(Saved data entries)
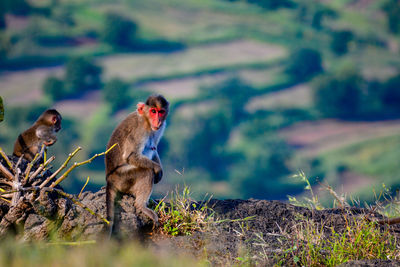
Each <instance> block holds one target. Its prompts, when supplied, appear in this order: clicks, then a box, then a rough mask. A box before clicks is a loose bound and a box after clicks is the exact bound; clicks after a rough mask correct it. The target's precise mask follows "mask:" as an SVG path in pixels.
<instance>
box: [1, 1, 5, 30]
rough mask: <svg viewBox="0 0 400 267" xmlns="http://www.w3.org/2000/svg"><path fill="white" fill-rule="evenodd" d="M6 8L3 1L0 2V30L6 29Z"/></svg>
mask: <svg viewBox="0 0 400 267" xmlns="http://www.w3.org/2000/svg"><path fill="white" fill-rule="evenodd" d="M6 8H7V6H6V3H5V1H0V30H1V29H5V28H6V26H7V25H6V17H5V15H6V12H7V10H6Z"/></svg>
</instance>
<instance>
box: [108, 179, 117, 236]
mask: <svg viewBox="0 0 400 267" xmlns="http://www.w3.org/2000/svg"><path fill="white" fill-rule="evenodd" d="M116 196H117V190H116V189H115V188H114V187H113V186H112V184H111V183H109V182H107V186H106V206H107V220H108V221H109V222H110V224H109V225H108V229H109V233H110V236H112V235H113V233H114V219H115V198H116Z"/></svg>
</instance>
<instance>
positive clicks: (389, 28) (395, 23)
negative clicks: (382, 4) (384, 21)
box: [382, 0, 400, 33]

> TASK OBJECTIVE
The range runs from the line with "positive clicks: (389, 28) (395, 23)" to the last line of the entries above, both included. Restate it word for word.

> ANSWER BOX
positive clicks: (389, 28) (395, 23)
negative clicks: (382, 4) (384, 21)
box: [382, 0, 400, 33]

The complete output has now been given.